• _WORK TASK_: All of the data below is to be repeated exactly, except for the pictures.
EXTRACTED RECORDS START
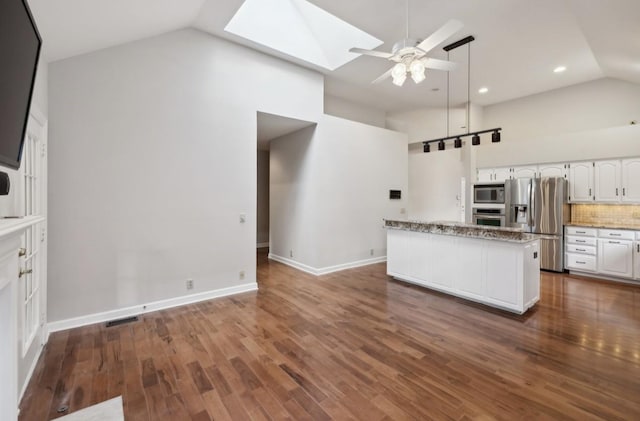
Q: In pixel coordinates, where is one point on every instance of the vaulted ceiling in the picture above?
(518, 42)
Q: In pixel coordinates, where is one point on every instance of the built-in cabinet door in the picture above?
(527, 171)
(581, 182)
(552, 170)
(636, 260)
(485, 175)
(615, 257)
(607, 181)
(631, 180)
(501, 174)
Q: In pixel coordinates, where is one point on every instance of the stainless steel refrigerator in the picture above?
(539, 206)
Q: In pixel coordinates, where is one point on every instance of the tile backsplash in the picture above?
(605, 214)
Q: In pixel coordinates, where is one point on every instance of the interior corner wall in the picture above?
(262, 212)
(340, 107)
(152, 159)
(585, 121)
(330, 193)
(435, 177)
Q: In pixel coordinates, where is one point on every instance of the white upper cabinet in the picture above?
(501, 174)
(607, 181)
(525, 171)
(631, 180)
(485, 175)
(581, 182)
(552, 170)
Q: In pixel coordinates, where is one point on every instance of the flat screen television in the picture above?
(20, 45)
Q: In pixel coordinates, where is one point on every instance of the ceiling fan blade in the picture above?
(371, 52)
(440, 35)
(434, 63)
(383, 76)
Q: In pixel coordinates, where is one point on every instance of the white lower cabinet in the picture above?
(499, 273)
(603, 251)
(615, 257)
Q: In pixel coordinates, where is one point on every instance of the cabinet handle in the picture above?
(24, 272)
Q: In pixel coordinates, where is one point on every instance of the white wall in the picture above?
(152, 158)
(585, 121)
(330, 192)
(434, 178)
(340, 107)
(262, 217)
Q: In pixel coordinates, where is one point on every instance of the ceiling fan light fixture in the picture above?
(417, 69)
(399, 80)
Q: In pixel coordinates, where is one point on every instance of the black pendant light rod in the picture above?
(443, 139)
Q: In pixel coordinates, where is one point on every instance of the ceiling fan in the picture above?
(410, 54)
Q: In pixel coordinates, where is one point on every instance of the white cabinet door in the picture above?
(615, 257)
(631, 180)
(581, 182)
(607, 181)
(636, 260)
(526, 171)
(552, 170)
(485, 175)
(501, 174)
(397, 252)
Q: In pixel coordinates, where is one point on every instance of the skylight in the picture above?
(301, 30)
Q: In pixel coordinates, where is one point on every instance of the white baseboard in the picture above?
(30, 373)
(149, 307)
(327, 269)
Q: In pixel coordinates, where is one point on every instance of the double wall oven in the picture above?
(488, 205)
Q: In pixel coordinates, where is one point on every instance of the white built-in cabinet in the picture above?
(603, 251)
(602, 181)
(581, 181)
(525, 171)
(607, 186)
(631, 180)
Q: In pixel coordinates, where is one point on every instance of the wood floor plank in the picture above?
(356, 345)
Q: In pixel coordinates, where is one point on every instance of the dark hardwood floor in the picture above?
(356, 345)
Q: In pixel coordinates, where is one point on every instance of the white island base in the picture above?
(499, 273)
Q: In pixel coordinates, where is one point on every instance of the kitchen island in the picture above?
(495, 266)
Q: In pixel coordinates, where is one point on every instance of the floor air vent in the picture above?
(122, 321)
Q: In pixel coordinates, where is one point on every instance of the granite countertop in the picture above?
(459, 229)
(605, 225)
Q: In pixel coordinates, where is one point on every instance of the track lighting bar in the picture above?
(495, 137)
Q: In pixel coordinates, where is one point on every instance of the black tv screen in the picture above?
(19, 52)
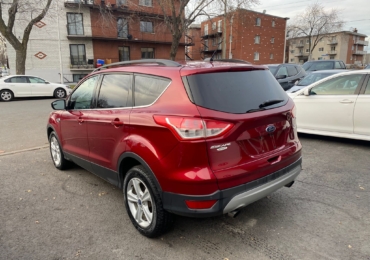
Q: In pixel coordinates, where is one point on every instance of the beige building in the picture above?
(345, 45)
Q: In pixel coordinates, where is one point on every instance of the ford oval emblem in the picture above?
(270, 129)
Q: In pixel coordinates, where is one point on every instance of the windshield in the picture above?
(311, 78)
(273, 69)
(236, 92)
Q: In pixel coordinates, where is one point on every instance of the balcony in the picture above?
(74, 3)
(301, 54)
(365, 43)
(359, 52)
(333, 42)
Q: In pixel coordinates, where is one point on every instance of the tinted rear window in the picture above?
(236, 92)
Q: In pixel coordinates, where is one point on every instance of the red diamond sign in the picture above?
(40, 55)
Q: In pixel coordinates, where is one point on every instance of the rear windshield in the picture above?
(236, 92)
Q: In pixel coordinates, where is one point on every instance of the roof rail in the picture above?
(163, 62)
(229, 60)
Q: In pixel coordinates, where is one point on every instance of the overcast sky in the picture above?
(351, 11)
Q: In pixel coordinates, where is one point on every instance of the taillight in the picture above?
(200, 204)
(187, 128)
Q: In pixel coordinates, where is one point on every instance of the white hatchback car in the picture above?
(30, 86)
(338, 106)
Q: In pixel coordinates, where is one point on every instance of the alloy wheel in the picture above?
(140, 202)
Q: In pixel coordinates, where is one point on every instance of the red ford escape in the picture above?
(196, 139)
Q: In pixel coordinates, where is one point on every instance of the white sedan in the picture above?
(30, 86)
(338, 106)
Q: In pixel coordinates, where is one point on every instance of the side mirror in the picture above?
(281, 77)
(59, 104)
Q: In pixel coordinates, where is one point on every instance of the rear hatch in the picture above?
(258, 117)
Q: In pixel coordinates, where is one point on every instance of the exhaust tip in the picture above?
(290, 184)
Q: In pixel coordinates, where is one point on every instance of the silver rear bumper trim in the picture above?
(250, 196)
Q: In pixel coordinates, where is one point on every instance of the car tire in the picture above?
(60, 93)
(144, 204)
(56, 152)
(6, 95)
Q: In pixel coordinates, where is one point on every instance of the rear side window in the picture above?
(115, 91)
(292, 71)
(148, 89)
(236, 92)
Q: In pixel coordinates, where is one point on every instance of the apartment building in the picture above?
(75, 34)
(347, 46)
(252, 36)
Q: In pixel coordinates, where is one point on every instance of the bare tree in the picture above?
(315, 23)
(21, 11)
(228, 9)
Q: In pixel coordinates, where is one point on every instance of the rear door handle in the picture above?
(116, 122)
(346, 101)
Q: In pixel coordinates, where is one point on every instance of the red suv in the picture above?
(196, 139)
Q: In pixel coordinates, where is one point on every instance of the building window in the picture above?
(78, 54)
(257, 39)
(214, 26)
(124, 53)
(258, 21)
(121, 2)
(78, 77)
(75, 24)
(146, 2)
(147, 53)
(219, 24)
(146, 26)
(122, 28)
(206, 29)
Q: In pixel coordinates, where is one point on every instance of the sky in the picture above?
(355, 13)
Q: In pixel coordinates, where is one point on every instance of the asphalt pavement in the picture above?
(50, 214)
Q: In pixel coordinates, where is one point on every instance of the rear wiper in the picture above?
(270, 102)
(255, 110)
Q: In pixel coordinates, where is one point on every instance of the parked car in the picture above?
(30, 86)
(337, 106)
(287, 74)
(312, 78)
(315, 65)
(195, 139)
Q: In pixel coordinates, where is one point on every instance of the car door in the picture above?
(20, 86)
(362, 111)
(108, 124)
(40, 87)
(72, 122)
(330, 105)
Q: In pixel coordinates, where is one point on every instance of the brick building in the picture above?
EXTRACTED RECORDS END
• _SOLUTION BELOW_:
Q: In pixel coordinates, where is one point on every instance of the vaulted ceiling in the picture above?
(518, 42)
Q: In pixel coordinates, where is one point on every instance of the built-in cabinet door in the picture above?
(527, 171)
(581, 182)
(552, 170)
(636, 260)
(485, 175)
(615, 257)
(607, 181)
(631, 180)
(501, 174)
Q: In pixel coordinates, where is one point on every instance of the stainless steel refrigerator in the picture above?
(539, 206)
Q: In pixel coordinates, where is one point on every instance of the tile backsplash in the picture above?
(605, 214)
Q: In pixel coordinates, where is one point on every instance of the interior corner wall in the picture above?
(262, 212)
(340, 107)
(152, 159)
(585, 121)
(330, 193)
(435, 177)
Q: In pixel coordinates, where is one point on every instance of the white upper cabinet in the picture above?
(501, 174)
(607, 181)
(525, 171)
(631, 180)
(485, 175)
(581, 182)
(552, 170)
Q: In pixel coordinates, where is one point on every instance of the flat screen television in the picture above?
(20, 45)
Q: In pixel coordinates, where is one point on every instance of the ceiling fan blade in the picture above?
(371, 52)
(440, 35)
(434, 63)
(383, 76)
Q: In pixel coordinates, where is one point on every instance of the white lower cabinet in the picture above?
(499, 273)
(603, 251)
(615, 257)
Q: In pixel coordinates, where is one point on every instance of the cabinet handle in the picture above?
(24, 272)
Q: In pixel coordinates, where is one point on every instance of the white wall in the picture above?
(152, 158)
(585, 121)
(330, 192)
(434, 178)
(340, 107)
(262, 217)
Q: In pixel coordinates, where is one point on every instance of the ceiling fan light fixture in the picture above?
(417, 69)
(399, 80)
Q: In pixel coordinates, where is one point on every instance of the black pendant light rod in the picture above?
(443, 139)
Q: In pixel coordinates, where is one point on every instance of the ceiling fan in the picture above?
(410, 54)
Q: In pixel coordinates, where is one point on every instance of the white cabinet door in the picture above?
(615, 257)
(631, 180)
(581, 182)
(607, 181)
(636, 260)
(526, 171)
(552, 170)
(485, 175)
(501, 174)
(397, 252)
Q: In pixel coordinates, where is one point on every instance of the skylight in the picture above?
(301, 30)
Q: In pixel coordinates, where is one point on every instance of the white baseboard in the picture above?
(30, 373)
(149, 307)
(327, 269)
Q: In pixel coordinates, where is one point on every instance of the double wall oven in the picture above?
(488, 205)
Q: In pixel coordinates, where is one point on every instance of the white built-in cabinet in the picture above?
(603, 251)
(602, 181)
(581, 181)
(525, 171)
(607, 186)
(631, 180)
Q: In pixel coordinates, where is one point on every instance of the wood floor plank in the picture above?
(356, 345)
Q: In pixel coordinates, where is one point on every instance of the dark hardwood floor in the picture above?
(356, 345)
Q: In pixel coordinates, where is one point on every instance of the white island base in the picture above?
(499, 273)
Q: In pixel coordinates, where is one point on every instance of the kitchen island in the picture above?
(495, 266)
Q: In pixel coordinates, where is one point on every instance of the floor air vent in the picture above?
(122, 321)
Q: In pixel coordinates, where is one point on every instance of the granite countertop in the picture above?
(459, 229)
(605, 225)
Q: In pixel coordinates, where is one point on every instance of the track lighting bar in the picture above?
(495, 137)
Q: In pixel coordinates, where is one point on every instance of the black tv screen in the picture above?
(19, 52)
Q: In pixel coordinates, where is one point on every instance of the beige building in the picture above?
(345, 45)
Q: In pixel coordinates, where is one point on every instance of the ford oval emblem in the picture above?
(270, 129)
Q: In pixel coordinates, where is one point on every instance of the windshield in the picture above?
(311, 78)
(273, 69)
(236, 92)
Q: In pixel coordinates, where is one point on every instance of the balcony in the picture above?
(74, 3)
(301, 54)
(365, 43)
(359, 52)
(333, 42)
Q: In pixel coordinates, where is one point on every instance of the tinted rear window in the picture above?
(236, 92)
Q: In pixel coordinates, where is one point on every instance of the red diamond sign in the picture above?
(40, 55)
Q: In pixel coordinates, where is one point on every instance of the rear windshield in the picture above?
(236, 92)
Q: In pixel coordinates, where is one point on every instance of the roof rail in the picture above?
(163, 62)
(229, 60)
Q: In pixel coordinates, where is one point on every instance of the overcast sky in the picture above?
(351, 11)
Q: In pixel coordinates, where is one point on every instance of the taillight in the picture above?
(200, 204)
(187, 128)
Q: In pixel coordinates, where is one point on every instance of the white hatchback car in the picture above?
(30, 86)
(338, 106)
Q: In pixel coordinates, where is one point on every instance of the alloy wheel in the picture above?
(140, 202)
Q: In pixel coordinates, where is one point on every instance of the red ford escape in the picture above?
(196, 139)
Q: In pixel coordinates, where is one point on every instance of the white sedan in the picture above?
(30, 86)
(338, 106)
Q: In pixel coordinates, where is one point on every instance of the side mirror in the picture above?
(281, 77)
(59, 104)
Q: In pixel coordinates, where is one point on every instance of the rear hatch in the picture above?
(258, 117)
Q: In pixel coordinates, where is one point on every instance of the exhaust tip in the picture above?
(290, 184)
Q: In pixel coordinates, where is one point on every instance of the silver rear bumper trim in the picture above?
(250, 196)
Q: In pixel coordinates, where is one point on every instance of the car tire in the picture above?
(60, 93)
(144, 204)
(56, 152)
(6, 95)
Q: In pixel coordinates, where is one point on every instance of the rear side window in the picture above?
(115, 91)
(292, 71)
(148, 89)
(236, 92)
Q: In pixel coordinates, where is one point on every instance of the apartment building in the picture above?
(75, 34)
(347, 46)
(252, 36)
Q: In pixel coordinates, where is one point on every instance of the bare tree in the picture above?
(315, 23)
(21, 11)
(228, 9)
Q: In pixel coordinates, where is one point on every instance of the rear door handle in the picture above?
(116, 122)
(346, 101)
Q: In pixel coordinates, where is one point on every instance of the red suv in the picture above?
(196, 139)
Q: In pixel coordinates, where is one point on every instance of the building window in the picture above?
(78, 54)
(257, 39)
(214, 26)
(124, 53)
(258, 21)
(121, 2)
(78, 77)
(75, 24)
(146, 2)
(147, 53)
(219, 24)
(146, 26)
(122, 28)
(206, 29)
Q: In pixel coordinates, where is one point on every instance of the sky in the picture above?
(355, 13)
Q: In pixel coordinates, where is one point on every instance of the asphalt pavement in the picture above?
(50, 214)
Q: In pixel coordinates, where is one point on every instance of the rear wiper in the picture above?
(270, 102)
(255, 110)
Q: In pixel coordinates, where is one point on every instance of the parked car in the picture above?
(30, 86)
(337, 106)
(287, 74)
(312, 78)
(315, 65)
(195, 139)
Q: In pixel coordinates, where is one point on every instance of the car door in the picture above?
(20, 86)
(362, 111)
(108, 124)
(40, 87)
(72, 122)
(330, 105)
Q: In pixel coordinates, where is one point on every instance of the brick building in the picture above?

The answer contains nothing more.